→ **Work item**
Reproduce verbatim the stretch of the Red Krayola profile below from "Red Krayola (originally" through "bassist Steve Cunningham.".

→ **Text shown**

Background information
- Also known as: The Red Crayola
- Origin: Houston, Texas, US
- Genres: Experimental rock; psychedelic rock; post-punk; art punk;
- Years active: 1966–present
- Labels: International Artists; Rough Trade; Recommended; Celluloid; Leiterwagen; Radar; Sordide Sentimental; Drag City;
- Members: Mayo Thompson; Tom Watson; Bill Bowman; Connor Gallaher; Raul Morales;
- Past members: Guy Clark; Mike Driscoll; Fred McLain; Bonnie Emerson; Danny Schacht; Frederick Barthelme; Steve Cunningham; Tommy Smith; Jesse Chamberlain; Lora Logic; Allen Ravenstine; Markus Oehlen; Epic Soundtracks; Gina Birch; David Grubbs; John McEntire; Jim O'Rourke; Stephen Prina; George Hurley; Elisa Randazzo; Sandy Yang; Christopher Williams; Lynn Johnston; Mary Lass Stewart; Werner Büttner; Hei Han Khiang; Bobby Henschen; Michael Baldwin; Ben Annesley; Chris Taylor; Chris White; Andreas Dorau; Rüdiger Carl; Alex Dower; Tom Rogerson; Charlie Abel; Noel Kupersmith; Dick Cuthell; Albert Oehlen;

= Red Krayola =

American band

Red Krayola (originally Red Crayola) is an American rock band from Houston, Texas formed in 1966 by the trio of singer/guitarist Mayo Thompson, drummer Frederick Barthelme, and bassist Steve Cunningham.

The group was initially part of the 1960s Texas psychedelic music scene and were signed to International Artists. After the release of The Parable of Arable Land and God Bless the Red Krayola and All Who Sail With It, the group disbanded. At the time, they recorded unreleased albums such as Coconut Hotel, alongside a lost collaboration with musician John Fahey which was recorded after the band performed with him at the Berkeley Folk Festival. Their performance was released as Live 1967.

During the late 1970s, the group reformed in England as a two-piece with Thompson and drummer Jesse Chamberlain. Radar Records reissued the band's original material, which led to the release of Soldier-Talk, as well as Thompson working with Geoff Travis and his label Rough Trade Records. The group later underwent various lineup changes, featuring artists such as Allen Ravenstine, Epic Soundtracks, Lora Logic and Gina Birch, as well as collaborative releases with conceptual art group Art & Language such as Kangaroo? and Black Snakes. In the mid-1980s, Thompson moved to Germany and collaborated with artist Albert Oehlen on the album Malefactor, Ade.

By the early to mid-1990s, Thompson returned to the United States and signed to Drag City Records with a new lineup involving members from the Chicago post-rock scene. During the 2000s and 2010s, the band continued to collaborate with Art & Language and release several albums. In 2025, Red Krayola performed new material live for the first time in over a decade at the Hollywood Palladium in Los Angeles.

→ **Provided material**
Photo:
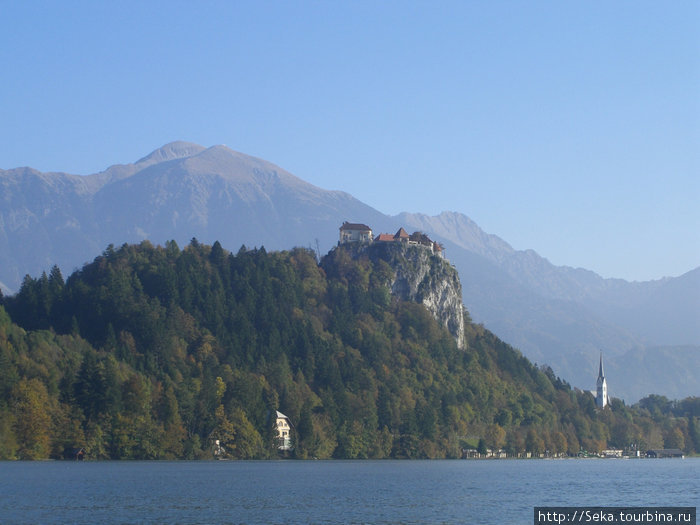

→ **Task solution**
Red Krayola (originally Red Crayola) is an American rock band from Houston, Texas formed in 1966 by the trio of singer/guitarist Mayo Thompson, drummer Frederick Barthelme, and bassist Steve Cunningham.